◆ Your goal ◆
Your answer must be an exact copy of the entries below, with every picture removed.

Natural language region descriptions:
[Start of Attachment]
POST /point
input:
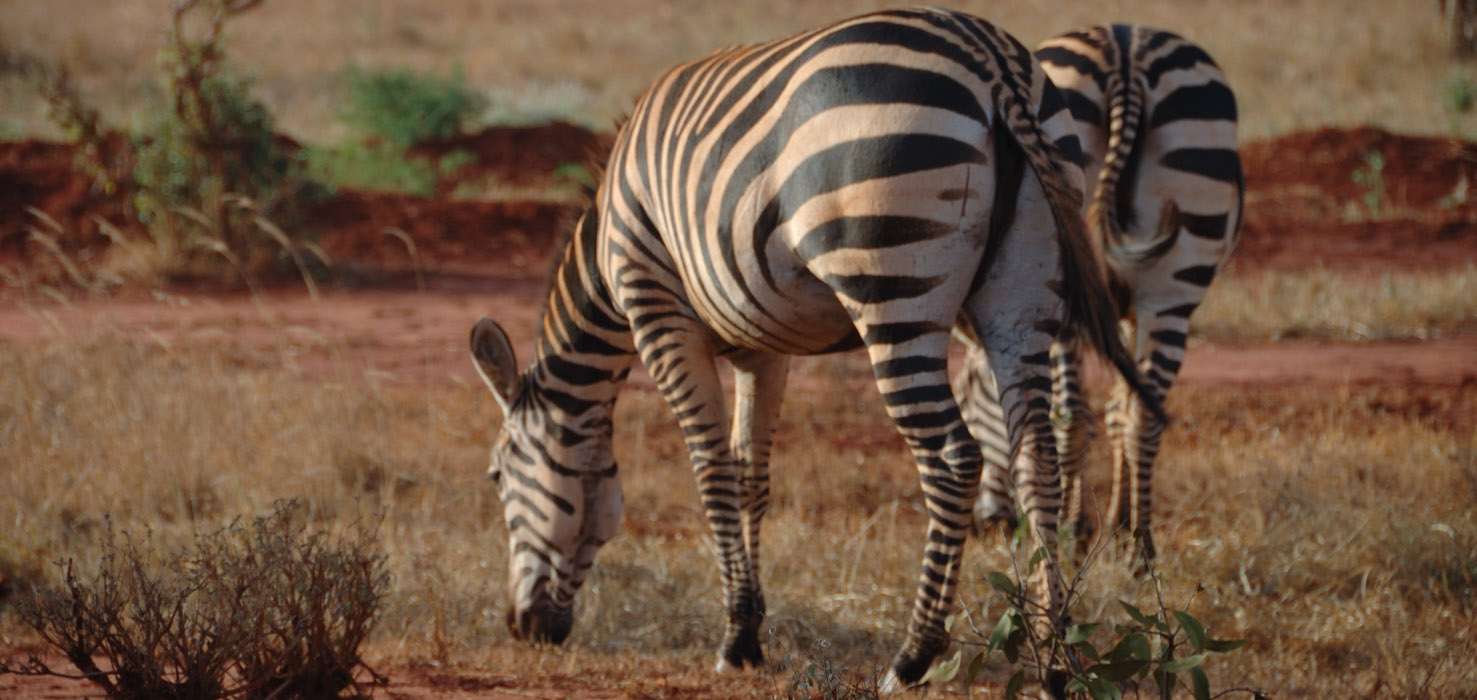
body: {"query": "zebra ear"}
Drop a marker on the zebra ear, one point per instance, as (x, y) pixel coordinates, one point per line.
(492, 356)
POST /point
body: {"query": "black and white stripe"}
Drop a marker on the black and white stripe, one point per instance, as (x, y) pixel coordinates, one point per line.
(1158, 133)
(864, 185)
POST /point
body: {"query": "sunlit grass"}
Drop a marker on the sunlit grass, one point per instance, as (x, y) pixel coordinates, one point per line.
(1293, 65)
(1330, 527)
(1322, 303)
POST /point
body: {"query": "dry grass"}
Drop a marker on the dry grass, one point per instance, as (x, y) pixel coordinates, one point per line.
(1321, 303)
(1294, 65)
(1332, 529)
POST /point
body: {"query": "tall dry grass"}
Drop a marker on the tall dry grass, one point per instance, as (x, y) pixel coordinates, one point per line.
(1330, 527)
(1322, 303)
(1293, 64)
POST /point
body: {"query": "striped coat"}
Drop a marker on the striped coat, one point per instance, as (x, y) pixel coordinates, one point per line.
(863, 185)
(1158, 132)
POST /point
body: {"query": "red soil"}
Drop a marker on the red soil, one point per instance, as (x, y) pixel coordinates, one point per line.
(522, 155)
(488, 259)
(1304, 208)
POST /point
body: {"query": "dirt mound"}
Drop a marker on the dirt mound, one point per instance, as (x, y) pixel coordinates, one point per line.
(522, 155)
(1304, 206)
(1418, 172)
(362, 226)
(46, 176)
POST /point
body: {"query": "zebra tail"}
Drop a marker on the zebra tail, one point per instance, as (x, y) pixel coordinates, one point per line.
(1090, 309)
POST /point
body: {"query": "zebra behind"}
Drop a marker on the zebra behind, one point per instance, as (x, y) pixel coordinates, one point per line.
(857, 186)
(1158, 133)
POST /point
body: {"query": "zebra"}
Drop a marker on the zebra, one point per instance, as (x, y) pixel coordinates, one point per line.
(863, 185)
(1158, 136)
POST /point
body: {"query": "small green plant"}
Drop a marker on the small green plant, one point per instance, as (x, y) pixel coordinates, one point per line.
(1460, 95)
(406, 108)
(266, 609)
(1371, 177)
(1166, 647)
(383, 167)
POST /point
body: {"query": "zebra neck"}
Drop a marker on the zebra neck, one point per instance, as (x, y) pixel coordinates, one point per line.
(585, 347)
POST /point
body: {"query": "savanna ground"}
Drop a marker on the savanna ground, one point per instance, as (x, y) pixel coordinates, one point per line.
[End of Attachment]
◆ Your response ◆
POST /point
input:
body: {"query": "zebra ear"}
Drop a marker on the zebra ear, one point per instance, as (x, y) pixel coordinates, one point per line.
(492, 356)
POST /point
body: {"query": "black and white stripe"}
Drop a marker on the black and white stripe, one point per instance, as (x, y) pixel coordinates, one point per line.
(1158, 133)
(864, 185)
POST /point
body: {"query": "sunlit grass"}
Drop a marker on the sunlit grass, one point per instance, as (x, y) pixel coordinates, one point per line.
(1293, 65)
(1330, 527)
(1322, 303)
POST /point
body: {"query": "dry grass"}
Drop a marker on the dry grass, one point per instance, as (x, y) pixel coordinates, one point per line.
(1321, 303)
(1294, 65)
(1332, 529)
POST /point
body: {"query": "tall dry grass"}
Drop a marker on the tall dry grass, one point per instance, as (x, y) pixel coordinates, one point per line.
(1330, 527)
(1322, 303)
(1293, 64)
POST /point
body: {"query": "striped coat"}
Drop a marker on the striped coat, one point per instance, as (x, y) pixel coordinates, one point per line.
(863, 185)
(1158, 132)
POST /point
body: {"query": "red soil"}
Drop a marker on the red soil, one point per instance, as (x, y) pixel coordinates, one point per line.
(522, 155)
(488, 259)
(1304, 208)
POST /point
body: {"query": "dirt mound"}
Drop a marker on the dirt mound, one point per instance, as (x, y) pixel coordinates, one point per line.
(522, 155)
(1304, 206)
(1418, 172)
(362, 226)
(46, 176)
POST /point
body: {"query": "zebra tail"}
Drop a marker on the zebra tail, one point per instance, as (x, y) pixel coordinates, one point per line.
(1090, 309)
POST /point
body: {"query": "zebra behind"}
Drop a marker on the zebra behind, one point per instance, as (x, y) pixel coordinates, one point per line.
(857, 186)
(1158, 133)
POST /point
body: {"query": "zebra"}
Drop a marker on the zebra, one point per instance, as (x, y) pixel coordinates, one point per line.
(863, 185)
(1158, 136)
POST /point
body: {"query": "small green plant"}
Drop a marker on the small green plant, one point per instance, as (x, y) pixel coordinates, one point per line.
(1460, 95)
(406, 108)
(266, 609)
(1371, 177)
(1166, 647)
(383, 167)
POST /point
body: {"query": "zebra neck"}
Drop a marker on the zebra neck, one point per instance, as (x, y) pixel coordinates, one point per line.
(585, 347)
POST /point
body: {"query": "savanna ground"}
Drop a marker on the savanna ground, one point per instance, as (x, y) pixel coordinates, one point per line.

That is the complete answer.